What you need to do:
Starting at the line that holds "Would you please tag the headset", set down each line through the end of the listing, exactly as written and with nothing added.

Rows from a pointing dataset:

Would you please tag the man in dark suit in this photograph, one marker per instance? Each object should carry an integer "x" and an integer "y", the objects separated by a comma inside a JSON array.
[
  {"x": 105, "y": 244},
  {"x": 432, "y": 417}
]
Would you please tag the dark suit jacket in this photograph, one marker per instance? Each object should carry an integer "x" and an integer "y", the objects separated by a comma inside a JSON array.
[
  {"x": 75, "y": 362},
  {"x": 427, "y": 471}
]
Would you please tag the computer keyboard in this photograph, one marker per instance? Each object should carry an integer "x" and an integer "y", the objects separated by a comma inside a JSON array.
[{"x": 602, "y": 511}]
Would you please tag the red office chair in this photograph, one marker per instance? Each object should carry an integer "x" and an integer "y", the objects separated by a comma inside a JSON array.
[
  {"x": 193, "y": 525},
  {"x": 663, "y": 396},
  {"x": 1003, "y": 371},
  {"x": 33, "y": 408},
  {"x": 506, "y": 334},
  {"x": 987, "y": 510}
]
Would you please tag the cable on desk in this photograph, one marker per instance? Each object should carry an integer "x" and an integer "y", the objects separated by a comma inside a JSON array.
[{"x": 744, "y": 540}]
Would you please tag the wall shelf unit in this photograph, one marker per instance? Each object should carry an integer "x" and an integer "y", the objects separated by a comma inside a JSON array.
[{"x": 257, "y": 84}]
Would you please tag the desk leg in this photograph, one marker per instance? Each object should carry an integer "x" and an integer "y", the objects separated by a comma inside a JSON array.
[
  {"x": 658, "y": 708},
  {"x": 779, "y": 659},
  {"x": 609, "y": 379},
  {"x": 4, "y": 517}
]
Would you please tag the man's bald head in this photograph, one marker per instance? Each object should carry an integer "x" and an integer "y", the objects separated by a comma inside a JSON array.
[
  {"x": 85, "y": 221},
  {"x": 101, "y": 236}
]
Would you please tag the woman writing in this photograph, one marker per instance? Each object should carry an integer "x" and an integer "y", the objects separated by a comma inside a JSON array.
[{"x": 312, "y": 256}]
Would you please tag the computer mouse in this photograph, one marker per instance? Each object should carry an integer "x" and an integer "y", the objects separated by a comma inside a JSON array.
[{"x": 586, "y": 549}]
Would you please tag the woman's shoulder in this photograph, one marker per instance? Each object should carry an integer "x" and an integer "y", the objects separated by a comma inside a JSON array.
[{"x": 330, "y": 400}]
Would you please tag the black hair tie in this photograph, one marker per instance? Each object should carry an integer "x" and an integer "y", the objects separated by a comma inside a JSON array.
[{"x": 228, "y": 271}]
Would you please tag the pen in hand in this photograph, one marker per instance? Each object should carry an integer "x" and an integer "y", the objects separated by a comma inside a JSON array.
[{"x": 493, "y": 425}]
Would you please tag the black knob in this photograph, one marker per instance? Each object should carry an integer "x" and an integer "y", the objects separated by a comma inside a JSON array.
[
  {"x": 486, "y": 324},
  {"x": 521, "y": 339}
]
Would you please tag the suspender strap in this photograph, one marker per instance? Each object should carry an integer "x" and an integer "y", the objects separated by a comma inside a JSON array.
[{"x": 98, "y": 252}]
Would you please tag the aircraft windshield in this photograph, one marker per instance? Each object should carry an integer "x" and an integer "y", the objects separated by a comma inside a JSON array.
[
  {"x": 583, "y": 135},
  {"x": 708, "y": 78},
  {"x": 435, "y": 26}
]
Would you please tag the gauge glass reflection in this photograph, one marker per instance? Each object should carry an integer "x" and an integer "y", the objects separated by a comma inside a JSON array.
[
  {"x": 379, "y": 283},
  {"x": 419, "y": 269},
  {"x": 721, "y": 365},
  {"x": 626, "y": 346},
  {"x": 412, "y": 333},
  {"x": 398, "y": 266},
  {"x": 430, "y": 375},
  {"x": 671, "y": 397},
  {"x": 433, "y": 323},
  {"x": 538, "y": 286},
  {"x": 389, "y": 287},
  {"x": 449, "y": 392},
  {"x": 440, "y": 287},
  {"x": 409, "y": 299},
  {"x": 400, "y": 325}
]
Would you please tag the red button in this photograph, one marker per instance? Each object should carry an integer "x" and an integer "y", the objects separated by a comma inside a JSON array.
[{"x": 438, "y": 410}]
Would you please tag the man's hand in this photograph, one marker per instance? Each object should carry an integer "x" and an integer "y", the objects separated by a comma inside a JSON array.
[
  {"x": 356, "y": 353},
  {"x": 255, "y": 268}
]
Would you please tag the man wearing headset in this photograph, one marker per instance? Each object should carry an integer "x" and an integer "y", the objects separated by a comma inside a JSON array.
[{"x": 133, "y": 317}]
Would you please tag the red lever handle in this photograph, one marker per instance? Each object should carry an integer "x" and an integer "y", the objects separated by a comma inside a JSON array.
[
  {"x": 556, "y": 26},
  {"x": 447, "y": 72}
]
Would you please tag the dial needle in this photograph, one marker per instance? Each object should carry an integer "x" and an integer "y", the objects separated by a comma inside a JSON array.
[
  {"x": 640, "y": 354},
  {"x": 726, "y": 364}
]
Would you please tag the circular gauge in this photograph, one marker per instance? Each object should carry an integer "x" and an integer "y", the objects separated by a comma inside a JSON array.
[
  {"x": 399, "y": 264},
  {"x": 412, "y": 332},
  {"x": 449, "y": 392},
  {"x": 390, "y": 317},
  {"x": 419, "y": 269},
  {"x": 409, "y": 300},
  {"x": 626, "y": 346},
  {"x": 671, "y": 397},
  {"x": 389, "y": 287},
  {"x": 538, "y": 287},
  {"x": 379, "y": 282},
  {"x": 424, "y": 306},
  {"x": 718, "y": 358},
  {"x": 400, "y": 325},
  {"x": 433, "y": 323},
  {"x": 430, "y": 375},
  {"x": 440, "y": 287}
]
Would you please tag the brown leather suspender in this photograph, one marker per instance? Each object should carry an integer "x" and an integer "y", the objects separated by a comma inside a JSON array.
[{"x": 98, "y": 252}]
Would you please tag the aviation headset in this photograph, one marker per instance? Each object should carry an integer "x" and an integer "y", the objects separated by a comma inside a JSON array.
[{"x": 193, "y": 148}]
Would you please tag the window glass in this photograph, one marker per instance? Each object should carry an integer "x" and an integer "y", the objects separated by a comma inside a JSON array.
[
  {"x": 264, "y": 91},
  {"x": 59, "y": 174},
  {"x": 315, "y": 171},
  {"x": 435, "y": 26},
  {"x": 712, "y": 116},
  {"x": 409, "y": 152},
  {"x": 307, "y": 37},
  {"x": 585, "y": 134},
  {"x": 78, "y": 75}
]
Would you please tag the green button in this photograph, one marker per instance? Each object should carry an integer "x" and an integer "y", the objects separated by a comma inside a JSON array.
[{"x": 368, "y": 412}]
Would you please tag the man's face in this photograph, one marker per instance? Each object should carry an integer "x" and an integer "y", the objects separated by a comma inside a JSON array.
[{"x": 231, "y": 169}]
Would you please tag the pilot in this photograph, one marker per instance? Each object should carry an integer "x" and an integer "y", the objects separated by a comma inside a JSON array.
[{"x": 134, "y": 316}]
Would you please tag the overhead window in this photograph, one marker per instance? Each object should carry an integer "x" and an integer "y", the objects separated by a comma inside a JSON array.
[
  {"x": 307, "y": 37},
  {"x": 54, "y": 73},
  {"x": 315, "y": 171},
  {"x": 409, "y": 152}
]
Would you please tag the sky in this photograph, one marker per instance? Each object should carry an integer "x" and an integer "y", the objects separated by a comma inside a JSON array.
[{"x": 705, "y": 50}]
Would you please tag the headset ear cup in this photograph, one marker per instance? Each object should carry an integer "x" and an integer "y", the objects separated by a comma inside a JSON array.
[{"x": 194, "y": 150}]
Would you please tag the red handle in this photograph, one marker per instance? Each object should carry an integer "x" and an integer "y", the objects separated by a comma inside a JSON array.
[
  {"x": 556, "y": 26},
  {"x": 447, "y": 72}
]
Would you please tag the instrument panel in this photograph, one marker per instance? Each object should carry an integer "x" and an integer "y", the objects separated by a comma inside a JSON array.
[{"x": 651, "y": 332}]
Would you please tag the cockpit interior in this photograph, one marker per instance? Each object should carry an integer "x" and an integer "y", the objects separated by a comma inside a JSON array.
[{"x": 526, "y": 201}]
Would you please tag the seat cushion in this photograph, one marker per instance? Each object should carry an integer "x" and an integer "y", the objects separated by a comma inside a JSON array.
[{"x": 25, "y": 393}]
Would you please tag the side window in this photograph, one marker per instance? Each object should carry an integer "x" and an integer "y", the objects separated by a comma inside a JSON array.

Answer in full:
Would you please tag the headset ear cup in this photograph, one marker per instance? Each object should carry an integer "x" and an integer "y", the objects separated by a comma inside a JSON array.
[{"x": 194, "y": 150}]
Would you please tag the red handle in this photograph, one marker per instance? Each object should carry an integer "x" and an integer "y", the objects separated by a comma inside a JSON array.
[
  {"x": 556, "y": 26},
  {"x": 447, "y": 72}
]
Would you please tag the instrument panel in this photograph, one marker per instance? Each object should carry an integer "x" and an integer "y", the objects separated by a comma inside a JSON array.
[{"x": 651, "y": 332}]
Would you please tag the cockpit interior in this photograph, one marker per instance? Each object should carry an integer "x" and an integer "y", the objects separated by a comma inside a JSON array.
[{"x": 526, "y": 201}]
Would you please tag the seat cushion in this photograph, one marker per instance? Each object should carry an integer "x" and an integer "y", the objects separated by a comma inside a JSON array.
[{"x": 25, "y": 393}]
Would you please tag the side window in this photograph, one marker per instance? Each object should carry an integer "x" and an integer "y", the objects separated by a comma inside a JSON array.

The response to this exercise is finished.